## [THE PROBLEM]
Starting at the line containing "Target: tall tree" and ending at the line containing "Target: palm tree", rewrite the data with "Target" swapped for "Label" and everything else left unchanged.

Excerpts of location labeling data:
☆ ☆ ☆

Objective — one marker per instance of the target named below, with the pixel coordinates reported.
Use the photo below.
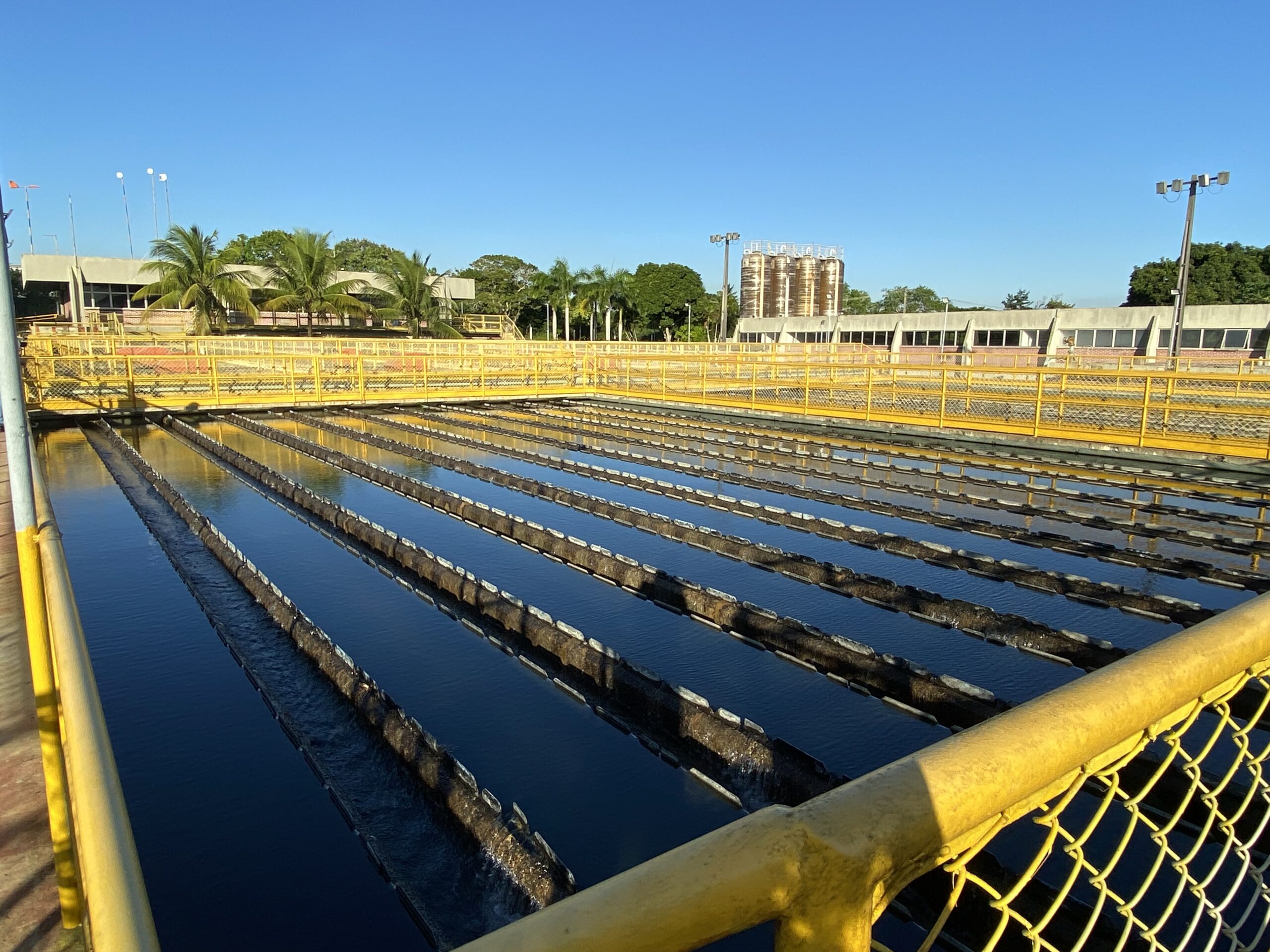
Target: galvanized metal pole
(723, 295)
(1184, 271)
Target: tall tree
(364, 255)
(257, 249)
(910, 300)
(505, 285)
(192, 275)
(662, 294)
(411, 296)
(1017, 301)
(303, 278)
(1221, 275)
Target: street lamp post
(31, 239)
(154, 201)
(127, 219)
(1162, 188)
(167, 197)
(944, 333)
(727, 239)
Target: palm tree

☆ ☆ ☆

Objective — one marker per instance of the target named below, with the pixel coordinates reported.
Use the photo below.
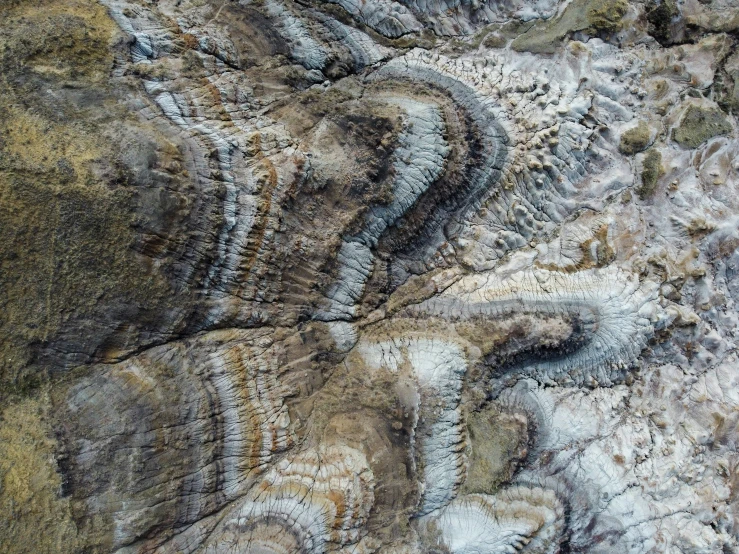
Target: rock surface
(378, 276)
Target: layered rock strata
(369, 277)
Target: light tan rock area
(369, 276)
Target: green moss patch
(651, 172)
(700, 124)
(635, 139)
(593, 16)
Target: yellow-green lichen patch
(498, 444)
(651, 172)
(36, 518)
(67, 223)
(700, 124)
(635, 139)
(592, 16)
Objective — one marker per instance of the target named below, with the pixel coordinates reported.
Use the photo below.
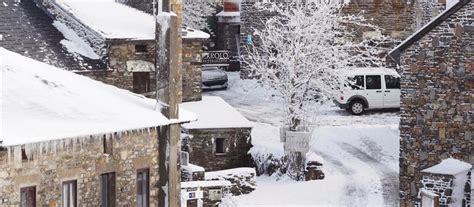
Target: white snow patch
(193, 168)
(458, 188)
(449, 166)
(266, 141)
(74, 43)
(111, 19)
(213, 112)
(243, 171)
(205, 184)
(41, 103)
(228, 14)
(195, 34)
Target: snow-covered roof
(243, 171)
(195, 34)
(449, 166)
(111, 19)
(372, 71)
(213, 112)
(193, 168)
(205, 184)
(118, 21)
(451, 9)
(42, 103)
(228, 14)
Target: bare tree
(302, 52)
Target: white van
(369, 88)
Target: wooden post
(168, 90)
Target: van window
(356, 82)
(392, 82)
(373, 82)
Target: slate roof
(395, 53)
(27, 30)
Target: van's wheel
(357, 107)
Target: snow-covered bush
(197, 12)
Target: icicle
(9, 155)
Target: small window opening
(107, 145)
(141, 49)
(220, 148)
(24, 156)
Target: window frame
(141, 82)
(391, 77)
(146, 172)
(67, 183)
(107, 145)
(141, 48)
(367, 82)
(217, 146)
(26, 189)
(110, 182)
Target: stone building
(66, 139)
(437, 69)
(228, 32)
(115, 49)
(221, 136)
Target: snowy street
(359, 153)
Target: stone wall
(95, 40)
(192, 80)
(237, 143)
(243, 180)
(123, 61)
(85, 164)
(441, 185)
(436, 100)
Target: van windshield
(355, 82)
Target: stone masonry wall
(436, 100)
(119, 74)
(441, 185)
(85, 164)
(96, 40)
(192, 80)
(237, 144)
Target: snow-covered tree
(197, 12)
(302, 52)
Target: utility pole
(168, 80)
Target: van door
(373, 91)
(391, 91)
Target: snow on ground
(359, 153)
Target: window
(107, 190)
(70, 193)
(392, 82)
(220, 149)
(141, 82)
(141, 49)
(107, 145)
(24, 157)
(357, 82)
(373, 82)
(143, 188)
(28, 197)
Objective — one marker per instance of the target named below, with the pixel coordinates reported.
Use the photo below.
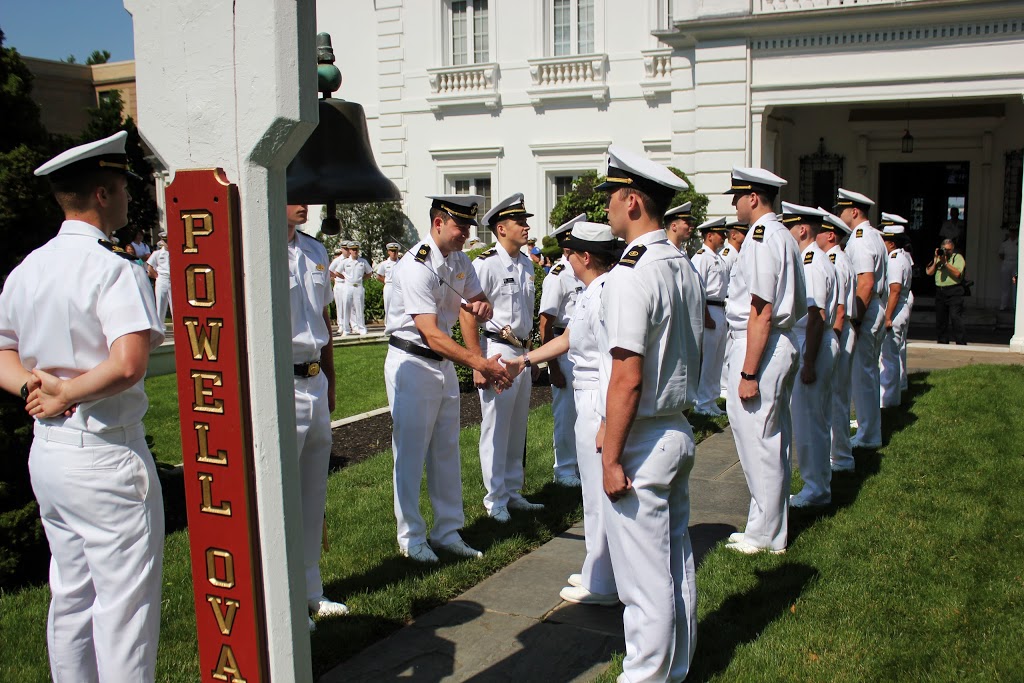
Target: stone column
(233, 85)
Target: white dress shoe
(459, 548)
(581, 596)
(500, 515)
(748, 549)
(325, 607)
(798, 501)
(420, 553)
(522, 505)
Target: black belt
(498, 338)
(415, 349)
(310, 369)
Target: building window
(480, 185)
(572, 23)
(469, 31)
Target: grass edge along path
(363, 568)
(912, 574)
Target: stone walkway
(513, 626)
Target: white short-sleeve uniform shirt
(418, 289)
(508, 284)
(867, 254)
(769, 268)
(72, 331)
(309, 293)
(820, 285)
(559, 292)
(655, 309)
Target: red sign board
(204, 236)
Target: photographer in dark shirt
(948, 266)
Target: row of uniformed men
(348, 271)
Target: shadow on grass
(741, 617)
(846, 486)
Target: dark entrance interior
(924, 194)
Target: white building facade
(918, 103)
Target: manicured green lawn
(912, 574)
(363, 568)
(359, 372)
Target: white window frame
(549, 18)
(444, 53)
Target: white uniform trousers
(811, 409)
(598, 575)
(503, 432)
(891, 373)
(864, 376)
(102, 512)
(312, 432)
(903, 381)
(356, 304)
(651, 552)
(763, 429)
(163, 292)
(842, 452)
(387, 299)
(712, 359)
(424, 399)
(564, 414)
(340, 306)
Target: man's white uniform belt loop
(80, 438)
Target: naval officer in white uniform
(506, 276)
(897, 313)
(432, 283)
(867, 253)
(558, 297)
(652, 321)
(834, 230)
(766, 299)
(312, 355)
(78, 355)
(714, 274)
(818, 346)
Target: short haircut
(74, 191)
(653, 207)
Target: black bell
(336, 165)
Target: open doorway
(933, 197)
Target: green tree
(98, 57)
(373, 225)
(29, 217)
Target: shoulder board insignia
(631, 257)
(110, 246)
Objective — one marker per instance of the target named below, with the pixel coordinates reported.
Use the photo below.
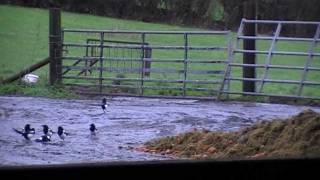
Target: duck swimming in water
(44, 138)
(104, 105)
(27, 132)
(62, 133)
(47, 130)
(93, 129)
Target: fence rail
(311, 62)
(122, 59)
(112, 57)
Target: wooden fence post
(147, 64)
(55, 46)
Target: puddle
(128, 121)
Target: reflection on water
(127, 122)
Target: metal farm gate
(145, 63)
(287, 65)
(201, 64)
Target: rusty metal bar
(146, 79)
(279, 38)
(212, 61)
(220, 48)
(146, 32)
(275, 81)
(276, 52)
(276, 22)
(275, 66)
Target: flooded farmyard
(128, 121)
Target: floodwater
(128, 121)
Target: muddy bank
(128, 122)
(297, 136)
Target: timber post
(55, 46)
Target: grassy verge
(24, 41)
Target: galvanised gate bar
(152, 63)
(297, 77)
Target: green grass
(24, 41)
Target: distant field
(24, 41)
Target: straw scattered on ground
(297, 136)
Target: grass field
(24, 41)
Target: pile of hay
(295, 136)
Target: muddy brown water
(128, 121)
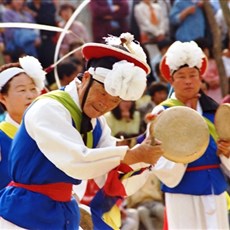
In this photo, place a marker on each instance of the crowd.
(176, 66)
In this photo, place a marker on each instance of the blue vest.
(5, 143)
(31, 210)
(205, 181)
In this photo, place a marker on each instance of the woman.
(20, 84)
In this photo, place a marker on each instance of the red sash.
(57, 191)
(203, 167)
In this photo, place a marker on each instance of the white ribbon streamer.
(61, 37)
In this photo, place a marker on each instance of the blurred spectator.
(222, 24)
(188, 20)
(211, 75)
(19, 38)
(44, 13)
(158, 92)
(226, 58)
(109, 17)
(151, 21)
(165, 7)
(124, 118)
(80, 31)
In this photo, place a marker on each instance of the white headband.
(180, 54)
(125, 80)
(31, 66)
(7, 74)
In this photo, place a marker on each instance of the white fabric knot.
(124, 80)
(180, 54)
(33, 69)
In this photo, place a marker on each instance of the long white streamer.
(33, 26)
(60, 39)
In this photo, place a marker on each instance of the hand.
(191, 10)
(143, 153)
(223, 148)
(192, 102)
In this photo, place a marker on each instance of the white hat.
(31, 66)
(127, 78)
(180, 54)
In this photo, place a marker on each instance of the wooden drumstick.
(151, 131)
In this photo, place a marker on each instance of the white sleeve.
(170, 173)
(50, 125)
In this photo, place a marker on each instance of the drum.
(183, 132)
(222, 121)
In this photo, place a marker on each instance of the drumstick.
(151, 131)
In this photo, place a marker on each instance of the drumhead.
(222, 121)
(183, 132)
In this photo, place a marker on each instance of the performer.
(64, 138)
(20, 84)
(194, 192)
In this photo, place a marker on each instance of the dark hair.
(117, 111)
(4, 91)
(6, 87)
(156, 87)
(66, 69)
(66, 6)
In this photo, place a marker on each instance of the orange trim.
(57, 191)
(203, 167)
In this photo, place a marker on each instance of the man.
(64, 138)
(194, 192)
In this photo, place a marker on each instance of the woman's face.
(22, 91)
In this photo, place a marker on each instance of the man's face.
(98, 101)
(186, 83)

☆ ☆ ☆

## [IN RESPONSE]
Label: tall tree
(364, 255)
(257, 249)
(910, 300)
(505, 285)
(192, 275)
(662, 294)
(411, 296)
(1017, 301)
(303, 278)
(1221, 275)
Label: street lamp post
(31, 239)
(154, 201)
(127, 219)
(1162, 188)
(167, 197)
(944, 333)
(727, 239)
Label: palm tree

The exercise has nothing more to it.